**Excerpted passage**
↓↓↓

This plan operates on the unconfirmed, and most likely false, premise that it is the neighborhood or location that leads to success, instead of other key factors such as family stability. CityLab staff writer Tanvi Misra further expanded on this, saying that the success of these neighborhoods is less about the location and more about the fact that “the kids who grow up there are very likely to have a father figure.”

Law professor Glenn ("Instapundit") Reynolds had discussed precisely this dynamic in a 2010 post that merits regular repetition:

The government decides to try to increase the middle class by subsidizing things that middle class people have: If middle-class people go to college and own homes, then surely if more people go to college and own homes, we’ll have more middle-class people. But homeownership and college aren’t causes of middle-class status, they’re markers for possessing the kinds of traits — self-discipline, the ability to defer gratification, etc. — that let you enter, and stay, in the middle class. Subsidizing the markers doesn’t produce the traits; if anything, it undermines them.

And I previously dealt with the particular subject of importing users of subsidized housing into middle-class neighborhoods in a 2016 VDARE.com post, Affirmatively Destroying Respectable Neighborhoods.  My title there was a nod to the Obama administration Department of Housing and Urban Development's 2015 administrative rule "Affirmatively Further Fair Housing" [AFFH], and my key source was a 2008 article in The Atlantic about the horrifying experience with a proto-AFFH policy in Memphis.  (Trump's Secretary of Housing and Urban Development Ben Carson suspended the AFFH rule in 2018, and as reported in the Washington Post on January 7, 2020 [HUD releases proposal, further weakening enforcement of fair housing laws, by Tracy Jin], his department has proposed modifications to make the rule, when enforcement resumes, be less burdensome on affected communities.)

↑↑↑

**Data extract**
↓↓↓

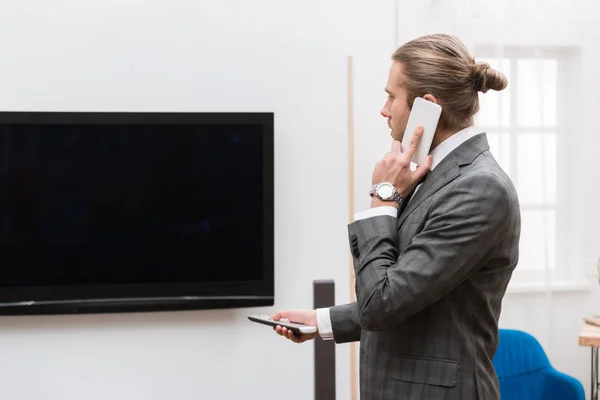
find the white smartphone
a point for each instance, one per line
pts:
(293, 326)
(427, 114)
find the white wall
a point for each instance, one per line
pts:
(185, 55)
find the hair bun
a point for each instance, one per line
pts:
(487, 78)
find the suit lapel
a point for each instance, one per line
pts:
(446, 171)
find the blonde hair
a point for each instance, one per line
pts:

↑↑↑

**Exercise**
Reproduce the section of the housing-policy passage that begins with the words containing "And I previously" and ends with "on affected communities.)".

**Exercise answer**
And I previously dealt with the particular subject of importing users of subsidized housing into middle-class neighborhoods in a 2016 VDARE.com post, Affirmatively Destroying Respectable Neighborhoods.  My title there was a nod to the Obama administration Department of Housing and Urban Development's 2015 administrative rule "Affirmatively Further Fair Housing" [AFFH], and my key source was a 2008 article in The Atlantic about the horrifying experience with a proto-AFFH policy in Memphis.  (Trump's Secretary of Housing and Urban Development Ben Carson suspended the AFFH rule in 2018, and as reported in the Washington Post on January 7, 2020 [HUD releases proposal, further weakening enforcement of fair housing laws, by Tracy Jin], his department has proposed modifications to make the rule, when enforcement resumes, be less burdensome on affected communities.)